The evidence is conflicting. The State’s case rested upon the testimony of the witness Bertha Scott, with such corroborating circumstances as were testified to by the husband of this negress, Dave Scott, and other witnesses who testified as to the pregnancy of the defendant. Assuming that the facts sworn to by these witnesses were true, there is sufficient evidence to support the verdict, and it was the jury’s province to determine the credibility of the witnesses and the weight of the evidence.
This court has held in a long line of decisions that where there is any evidence to support the verdict, it will not be set aside as against the evidence, where it does not appear that the jury were not governed by it. Adams v. State, 56 Fla. 1, 48 South. Rep. 219; Barnhill v. State, 56 Fla. 16, 48 South. Rep. 251; Kent v. State, 53 Fla. 51, 43 South. Rep. 773; Lindsey v. State, 53 Fla. 56, 43 South. Rep. 87; Williams v. State, 45 Fla. 128, 34 South. Rep. 279; Logan v. State, 58 Fla. 72, 50 South. Rep. 536.
The fifth, sixth and seventh grounds of the motion attack certain charges of the court numbered three, five and twelve. The assignment of error, however, so far as it involves the last numbered charge, is abandoned.
The third and fifth instructions were as follows:
“3. The unlawful killing of a human being when perpetrated from and with a premeditated design to effect the death of the person killed is murder in the first degree,*539 upon the birth of a living child, that is one that breathes and lives after its birth, it becomes and is a human being within the meaning of the law of murder and its as much a crime to kill a person that has just begun to live as to kill one that has lived for many years.”

## [Objective a]
Filter the records below, keeping only the lines that contain the string "fallen" and copying each such line in full. Treat uppercase and lowercase letters as different.

## [Information given]
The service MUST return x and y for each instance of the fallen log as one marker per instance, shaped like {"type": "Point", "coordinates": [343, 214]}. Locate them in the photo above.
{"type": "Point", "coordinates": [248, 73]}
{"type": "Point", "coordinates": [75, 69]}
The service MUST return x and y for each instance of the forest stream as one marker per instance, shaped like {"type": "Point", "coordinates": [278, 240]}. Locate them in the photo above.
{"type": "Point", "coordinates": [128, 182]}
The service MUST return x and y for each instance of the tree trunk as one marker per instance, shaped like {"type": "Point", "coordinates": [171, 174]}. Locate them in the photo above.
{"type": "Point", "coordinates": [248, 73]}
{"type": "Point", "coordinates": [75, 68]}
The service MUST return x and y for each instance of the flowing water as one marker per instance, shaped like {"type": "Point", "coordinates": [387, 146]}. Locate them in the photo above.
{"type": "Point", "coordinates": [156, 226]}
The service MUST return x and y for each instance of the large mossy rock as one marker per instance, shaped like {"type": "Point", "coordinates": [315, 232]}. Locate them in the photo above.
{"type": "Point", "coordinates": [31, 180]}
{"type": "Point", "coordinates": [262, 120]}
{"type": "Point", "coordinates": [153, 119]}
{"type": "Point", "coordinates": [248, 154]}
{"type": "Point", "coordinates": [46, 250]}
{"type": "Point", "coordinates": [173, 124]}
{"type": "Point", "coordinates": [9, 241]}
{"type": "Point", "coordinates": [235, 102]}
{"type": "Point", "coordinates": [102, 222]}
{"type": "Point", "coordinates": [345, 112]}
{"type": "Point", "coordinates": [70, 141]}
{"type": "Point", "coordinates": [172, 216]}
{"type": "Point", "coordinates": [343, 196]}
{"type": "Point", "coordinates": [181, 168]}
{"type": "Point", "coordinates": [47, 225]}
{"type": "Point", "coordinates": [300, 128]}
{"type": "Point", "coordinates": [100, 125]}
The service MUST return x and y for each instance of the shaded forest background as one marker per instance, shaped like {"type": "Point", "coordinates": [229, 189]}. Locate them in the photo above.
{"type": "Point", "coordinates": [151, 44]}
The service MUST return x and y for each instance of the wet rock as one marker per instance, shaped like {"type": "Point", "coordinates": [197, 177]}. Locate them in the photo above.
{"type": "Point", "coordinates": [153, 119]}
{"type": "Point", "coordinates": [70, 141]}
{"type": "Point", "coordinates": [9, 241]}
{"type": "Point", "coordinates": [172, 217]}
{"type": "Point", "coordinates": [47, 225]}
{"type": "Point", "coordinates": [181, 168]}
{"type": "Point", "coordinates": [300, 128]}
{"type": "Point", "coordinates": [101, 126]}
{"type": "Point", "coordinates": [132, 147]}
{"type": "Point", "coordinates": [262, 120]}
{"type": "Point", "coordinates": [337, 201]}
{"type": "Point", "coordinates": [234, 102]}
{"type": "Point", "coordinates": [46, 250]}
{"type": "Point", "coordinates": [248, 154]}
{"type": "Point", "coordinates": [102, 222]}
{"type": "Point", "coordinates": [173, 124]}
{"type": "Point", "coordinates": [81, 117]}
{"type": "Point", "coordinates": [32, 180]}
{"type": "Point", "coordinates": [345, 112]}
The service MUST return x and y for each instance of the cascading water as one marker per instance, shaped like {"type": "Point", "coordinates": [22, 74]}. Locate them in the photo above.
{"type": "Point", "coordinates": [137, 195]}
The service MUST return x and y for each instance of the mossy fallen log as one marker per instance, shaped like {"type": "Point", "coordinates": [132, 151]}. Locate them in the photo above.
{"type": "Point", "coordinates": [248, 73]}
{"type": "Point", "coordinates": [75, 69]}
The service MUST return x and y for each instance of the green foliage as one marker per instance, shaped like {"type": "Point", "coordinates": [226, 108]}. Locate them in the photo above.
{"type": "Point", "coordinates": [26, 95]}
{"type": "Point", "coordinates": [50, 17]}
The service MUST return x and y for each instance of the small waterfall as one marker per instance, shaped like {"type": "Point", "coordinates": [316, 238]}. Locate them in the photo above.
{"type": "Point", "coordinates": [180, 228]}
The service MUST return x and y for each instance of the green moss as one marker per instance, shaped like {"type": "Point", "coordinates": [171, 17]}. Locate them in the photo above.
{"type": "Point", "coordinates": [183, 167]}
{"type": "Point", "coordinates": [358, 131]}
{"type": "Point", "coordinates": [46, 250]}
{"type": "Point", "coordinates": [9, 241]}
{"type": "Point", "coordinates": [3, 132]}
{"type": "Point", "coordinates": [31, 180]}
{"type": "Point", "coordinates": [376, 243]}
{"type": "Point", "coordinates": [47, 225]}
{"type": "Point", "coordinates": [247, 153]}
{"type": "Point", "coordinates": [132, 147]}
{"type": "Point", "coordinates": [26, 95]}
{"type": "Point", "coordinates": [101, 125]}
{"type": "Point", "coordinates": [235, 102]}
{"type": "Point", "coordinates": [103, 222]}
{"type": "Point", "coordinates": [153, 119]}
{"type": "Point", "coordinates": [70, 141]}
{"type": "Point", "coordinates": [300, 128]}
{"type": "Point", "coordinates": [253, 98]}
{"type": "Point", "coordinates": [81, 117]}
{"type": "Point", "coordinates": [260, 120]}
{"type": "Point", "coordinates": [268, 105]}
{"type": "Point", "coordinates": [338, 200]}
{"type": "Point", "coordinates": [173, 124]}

## [Objective b]
Repeat the passage of the court opinion above between "The evidence is" and "of the evidence.", inclusive, without changing a word.

## [Correct answer a]
The service MUST return x and y for each instance of the fallen log as one marker per instance, shaped like {"type": "Point", "coordinates": [343, 214]}. Locate them in the photo above.
The service MUST return x and y for each instance of the mossy fallen log as one marker per instance, shaped like {"type": "Point", "coordinates": [132, 151]}. Locate them in the photo above.

## [Correct answer b]
The evidence is conflicting. The State’s case rested upon the testimony of the witness Bertha Scott, with such corroborating circumstances as were testified to by the husband of this negress, Dave Scott, and other witnesses who testified as to the pregnancy of the defendant. Assuming that the facts sworn to by these witnesses were true, there is sufficient evidence to support the verdict, and it was the jury’s province to determine the credibility of the witnesses and the weight of the evidence.